• WHAT IS REQUIRED
Every record shown below should be duplicated exactly.

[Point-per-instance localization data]
== Segment start ==
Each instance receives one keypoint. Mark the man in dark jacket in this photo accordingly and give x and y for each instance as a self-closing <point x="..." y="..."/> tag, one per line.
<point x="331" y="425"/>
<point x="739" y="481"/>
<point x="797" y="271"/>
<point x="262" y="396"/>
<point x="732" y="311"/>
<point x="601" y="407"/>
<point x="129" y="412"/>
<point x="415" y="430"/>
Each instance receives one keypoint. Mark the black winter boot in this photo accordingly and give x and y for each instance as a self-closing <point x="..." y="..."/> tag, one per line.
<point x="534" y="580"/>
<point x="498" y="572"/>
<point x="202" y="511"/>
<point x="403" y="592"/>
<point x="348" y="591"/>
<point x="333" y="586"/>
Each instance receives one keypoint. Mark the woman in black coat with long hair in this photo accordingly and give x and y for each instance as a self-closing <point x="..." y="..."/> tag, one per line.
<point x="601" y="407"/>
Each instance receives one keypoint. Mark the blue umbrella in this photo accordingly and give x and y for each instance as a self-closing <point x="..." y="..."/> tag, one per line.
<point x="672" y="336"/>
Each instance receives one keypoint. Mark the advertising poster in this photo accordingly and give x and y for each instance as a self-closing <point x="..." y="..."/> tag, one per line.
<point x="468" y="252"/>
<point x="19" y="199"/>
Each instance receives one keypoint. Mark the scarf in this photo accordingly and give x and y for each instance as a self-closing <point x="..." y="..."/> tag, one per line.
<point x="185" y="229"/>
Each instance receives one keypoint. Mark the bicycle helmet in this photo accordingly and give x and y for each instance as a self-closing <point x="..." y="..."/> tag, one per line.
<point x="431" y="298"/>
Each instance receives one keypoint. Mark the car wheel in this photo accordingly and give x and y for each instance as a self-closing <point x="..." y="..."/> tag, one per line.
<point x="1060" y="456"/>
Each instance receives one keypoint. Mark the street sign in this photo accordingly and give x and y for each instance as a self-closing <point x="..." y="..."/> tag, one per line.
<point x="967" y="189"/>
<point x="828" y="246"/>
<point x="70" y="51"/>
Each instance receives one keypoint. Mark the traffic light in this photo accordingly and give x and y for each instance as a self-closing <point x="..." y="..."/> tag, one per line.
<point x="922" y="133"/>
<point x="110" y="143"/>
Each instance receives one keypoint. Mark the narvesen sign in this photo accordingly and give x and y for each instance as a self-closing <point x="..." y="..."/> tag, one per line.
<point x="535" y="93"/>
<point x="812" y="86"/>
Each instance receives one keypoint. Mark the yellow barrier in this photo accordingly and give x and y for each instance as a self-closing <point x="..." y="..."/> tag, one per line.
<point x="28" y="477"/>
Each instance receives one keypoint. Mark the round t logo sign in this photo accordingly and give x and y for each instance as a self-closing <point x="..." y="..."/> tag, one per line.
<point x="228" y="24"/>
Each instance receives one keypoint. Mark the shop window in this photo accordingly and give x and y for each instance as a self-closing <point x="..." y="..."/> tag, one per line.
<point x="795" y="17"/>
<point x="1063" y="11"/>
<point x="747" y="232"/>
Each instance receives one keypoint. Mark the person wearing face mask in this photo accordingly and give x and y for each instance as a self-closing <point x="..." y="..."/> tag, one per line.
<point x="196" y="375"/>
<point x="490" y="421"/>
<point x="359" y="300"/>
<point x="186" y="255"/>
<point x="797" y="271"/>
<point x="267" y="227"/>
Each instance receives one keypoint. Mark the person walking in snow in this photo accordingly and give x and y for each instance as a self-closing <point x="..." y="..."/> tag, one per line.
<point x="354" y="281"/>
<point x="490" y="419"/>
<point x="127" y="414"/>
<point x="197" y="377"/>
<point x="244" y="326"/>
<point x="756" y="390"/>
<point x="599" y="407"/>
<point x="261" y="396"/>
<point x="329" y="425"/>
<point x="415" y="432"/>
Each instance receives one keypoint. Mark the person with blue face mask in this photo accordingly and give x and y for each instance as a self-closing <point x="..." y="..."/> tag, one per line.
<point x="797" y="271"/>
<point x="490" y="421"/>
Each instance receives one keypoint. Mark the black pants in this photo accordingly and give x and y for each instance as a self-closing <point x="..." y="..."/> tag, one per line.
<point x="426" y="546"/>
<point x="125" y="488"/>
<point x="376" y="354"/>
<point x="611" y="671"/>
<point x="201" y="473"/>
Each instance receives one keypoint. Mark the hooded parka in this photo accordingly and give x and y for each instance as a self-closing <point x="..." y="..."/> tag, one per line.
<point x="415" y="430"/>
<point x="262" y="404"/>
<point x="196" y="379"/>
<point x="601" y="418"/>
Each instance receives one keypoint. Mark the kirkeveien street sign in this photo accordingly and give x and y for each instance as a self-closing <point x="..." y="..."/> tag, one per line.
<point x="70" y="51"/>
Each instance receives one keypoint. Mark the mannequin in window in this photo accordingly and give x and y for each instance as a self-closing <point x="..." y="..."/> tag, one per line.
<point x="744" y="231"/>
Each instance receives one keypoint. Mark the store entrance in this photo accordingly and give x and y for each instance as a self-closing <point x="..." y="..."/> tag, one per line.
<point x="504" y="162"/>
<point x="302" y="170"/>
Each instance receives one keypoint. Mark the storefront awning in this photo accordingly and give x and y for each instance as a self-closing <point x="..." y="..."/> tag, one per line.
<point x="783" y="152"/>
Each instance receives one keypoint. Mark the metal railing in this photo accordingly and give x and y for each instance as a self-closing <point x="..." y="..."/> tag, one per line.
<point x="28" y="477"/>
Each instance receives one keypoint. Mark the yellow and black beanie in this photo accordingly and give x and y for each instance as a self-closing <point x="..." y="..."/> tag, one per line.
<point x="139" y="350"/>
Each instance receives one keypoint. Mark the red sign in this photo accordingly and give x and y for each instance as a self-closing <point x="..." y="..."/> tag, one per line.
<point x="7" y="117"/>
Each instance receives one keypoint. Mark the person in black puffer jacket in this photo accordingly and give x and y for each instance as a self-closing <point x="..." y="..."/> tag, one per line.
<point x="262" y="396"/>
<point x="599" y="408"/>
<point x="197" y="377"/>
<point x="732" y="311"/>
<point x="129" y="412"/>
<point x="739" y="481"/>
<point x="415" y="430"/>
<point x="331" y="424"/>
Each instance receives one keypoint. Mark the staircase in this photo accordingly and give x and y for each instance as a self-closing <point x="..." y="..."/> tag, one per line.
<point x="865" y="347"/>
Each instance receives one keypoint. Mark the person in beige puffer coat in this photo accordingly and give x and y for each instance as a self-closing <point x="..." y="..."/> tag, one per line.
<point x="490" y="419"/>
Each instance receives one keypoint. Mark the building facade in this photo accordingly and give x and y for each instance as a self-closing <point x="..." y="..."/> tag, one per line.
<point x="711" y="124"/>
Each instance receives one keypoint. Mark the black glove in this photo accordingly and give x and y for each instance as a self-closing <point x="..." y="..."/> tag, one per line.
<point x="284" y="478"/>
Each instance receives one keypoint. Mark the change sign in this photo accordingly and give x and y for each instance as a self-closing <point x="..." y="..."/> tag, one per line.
== Segment end ==
• RESPONSE TO THIS TASK
Each instance receives one keypoint. Mark the man in dark jacket in this photo accordingly and give x and y for each instance as a self-closing <point x="..." y="..."/> tag, one per line.
<point x="331" y="425"/>
<point x="739" y="481"/>
<point x="797" y="271"/>
<point x="262" y="396"/>
<point x="732" y="311"/>
<point x="601" y="407"/>
<point x="129" y="412"/>
<point x="415" y="430"/>
Each instance receives one keypoint. Mark the black winter boot in this photo accordingly and give x and y for each instance as a self-closing <point x="..." y="..."/> tag, one per line.
<point x="534" y="580"/>
<point x="498" y="572"/>
<point x="202" y="511"/>
<point x="403" y="592"/>
<point x="348" y="591"/>
<point x="333" y="586"/>
Each instance receives one keypoint. Mark the woman in black coat with long hair in this photo accordingly and give x and y for each instance as a self-closing <point x="..." y="..."/> tag, one per line.
<point x="601" y="407"/>
Each instance receives one keypoint. Mark the blue umbrella in this photo accordingly and give x and y for each instance as a self-closing <point x="..." y="..."/> tag, one per line.
<point x="672" y="336"/>
Each instance receives one keypoint. Mark the advertising poster in this photo accordingly and give x and y for each instance as a self-closing <point x="..." y="..."/> tag, one per line.
<point x="468" y="252"/>
<point x="19" y="199"/>
Each instance receives one keypoint. Mark the scarf in this photo accordingly and give x and y for each instance as a self-closing <point x="..." y="..."/> tag, one per line.
<point x="185" y="229"/>
Each instance receives one keypoint. Mark the bicycle helmet in this photo accordingly and give x and y for each instance as a self-closing <point x="..." y="..."/> tag, one per line.
<point x="431" y="298"/>
Each instance receives one keypoint. Mark the car wheel in this photo accordingly and give x and y for each instance as a self-closing <point x="..." y="..."/> tag, one per line.
<point x="1060" y="456"/>
Each instance receives one keypoint. Mark the street sign in this photo accordingly and give x and y for each instance as a self-closing <point x="..." y="..."/> tag, one per line.
<point x="967" y="189"/>
<point x="828" y="246"/>
<point x="70" y="51"/>
Each instance receives one keypoint. Mark the traffic light in this photo accordingly and give x and y for each instance as a self-closing <point x="..." y="..."/> tag, one per line.
<point x="922" y="133"/>
<point x="110" y="143"/>
Each instance receives one keypoint. Mark the narvesen sign in this photo accordingly and give x and y for each instance as a self-closing <point x="..." y="..."/> tag, one per line.
<point x="535" y="93"/>
<point x="812" y="86"/>
Each instance receives one keypoint. Mark the yellow barrier in this photo accordingly and give x and y for each instance as a self-closing <point x="..." y="..."/> tag, one per line.
<point x="28" y="477"/>
Each instance receives one keypoint. Mark the round t logo sign in this photo accordingly and give x and y for each instance as a self-closing <point x="..." y="..."/> tag, one per line.
<point x="228" y="24"/>
Each instance receives one keypoint. Mark the shop window in this photo accordingly and give x and y for each instance as a self-closing <point x="..." y="..."/> tag, one per line.
<point x="795" y="17"/>
<point x="1063" y="11"/>
<point x="747" y="232"/>
Each instance receives one keypoint. Mark the person wearing face mask in this photo accordingly and give x and y for each instance as a self-closing <point x="..." y="..."/> tag, one per line.
<point x="196" y="375"/>
<point x="490" y="421"/>
<point x="359" y="300"/>
<point x="186" y="255"/>
<point x="797" y="271"/>
<point x="267" y="227"/>
Each instance receives one keypoint. Mark the person walking in snow in this photo accordingly and give x and y for each instance as a self-closing <point x="..." y="..."/> tag, one per line.
<point x="354" y="281"/>
<point x="490" y="419"/>
<point x="127" y="414"/>
<point x="197" y="377"/>
<point x="244" y="326"/>
<point x="756" y="390"/>
<point x="599" y="407"/>
<point x="261" y="396"/>
<point x="329" y="425"/>
<point x="415" y="432"/>
Each instance receives one keypoint. Mark the person with blue face mask in this photo accordingly and give x and y for each instance as a self-closing <point x="..." y="..."/> tag, one per line.
<point x="797" y="271"/>
<point x="490" y="421"/>
Each instance receives one keypoint. Mark the black pants in this photo accordingly and give x and y for each instance as a self-closing <point x="..." y="..."/> tag, one per line.
<point x="426" y="546"/>
<point x="125" y="488"/>
<point x="376" y="354"/>
<point x="611" y="671"/>
<point x="201" y="473"/>
Each instance receives one keypoint. Mark the hooded parka in this photo accordingly and give x and y for each instance as a self-closing <point x="..." y="..."/> tag, one per line.
<point x="415" y="430"/>
<point x="262" y="404"/>
<point x="196" y="379"/>
<point x="601" y="418"/>
Each instance receives one keypoint. Mark the kirkeveien street sign in this photo accordingly and give x and y for each instance as a self-closing <point x="..." y="..."/> tag, one per line.
<point x="70" y="51"/>
Each instance receives one keypoint. Mark the mannequin in window in this photo accordingly and give x and y for each instance as a self-closing <point x="..." y="..."/> tag, one per line.
<point x="744" y="231"/>
Each instance receives one keypoint. Mark the store entrance in this photo accordingly and give x and y for each instance as a self-closing <point x="..." y="..."/> tag, one per line.
<point x="504" y="162"/>
<point x="302" y="170"/>
Each instance receives one keypoint. Mark the storefront awning in this photo accordingly and give x and y for each instance as a self-closing <point x="..." y="..."/> tag, one per line.
<point x="783" y="152"/>
Each instance receives one keypoint. Mark the metal railing in this photo accordingly and give x and y for each instance as a self-closing <point x="..." y="..."/> tag, one per line.
<point x="28" y="477"/>
Each instance receives one keypoint. Mark the yellow and black beanie in this photo accordingly and give x and y for each instance as a self-closing <point x="..." y="..."/> tag, one per line.
<point x="139" y="350"/>
Each instance receives one keypoint. Mark the red sign in this photo accordingly and give x and y for each instance as a self-closing <point x="..." y="..."/> tag, one per line.
<point x="7" y="117"/>
Each instance receives one keypoint. Mark the person in black puffer jacket in this photo accordingly and give x and y for each instance as a self-closing <point x="..." y="..."/> tag, one per line.
<point x="262" y="396"/>
<point x="599" y="408"/>
<point x="197" y="377"/>
<point x="732" y="311"/>
<point x="129" y="412"/>
<point x="739" y="481"/>
<point x="415" y="430"/>
<point x="331" y="424"/>
Each instance receives one keypoint. Mark the staircase in this photo accordingly and give x and y for each instance as a self-closing <point x="..." y="..."/> tag, one per line.
<point x="865" y="347"/>
Each instance receives one keypoint. Mark the person in beige puffer coat in this photo accordingly and give x and y for each instance as a self-closing <point x="..." y="..."/> tag, one per line.
<point x="490" y="419"/>
Each instance receives one keypoint. Mark the building facade in this photo accordingly and give x and y for each instance as a self-closing <point x="..." y="..."/> tag, one per line.
<point x="711" y="124"/>
Each instance receives one keypoint. Mark the black glove in this photo accordingly and give x and y for each instance as a self-closing <point x="..." y="..."/> tag, one per line.
<point x="284" y="478"/>
Each instance receives one keypoint. Mark the change sign in this photo accordingly and give x and y for each instance as a self-closing <point x="..." y="..."/> tag, one per line.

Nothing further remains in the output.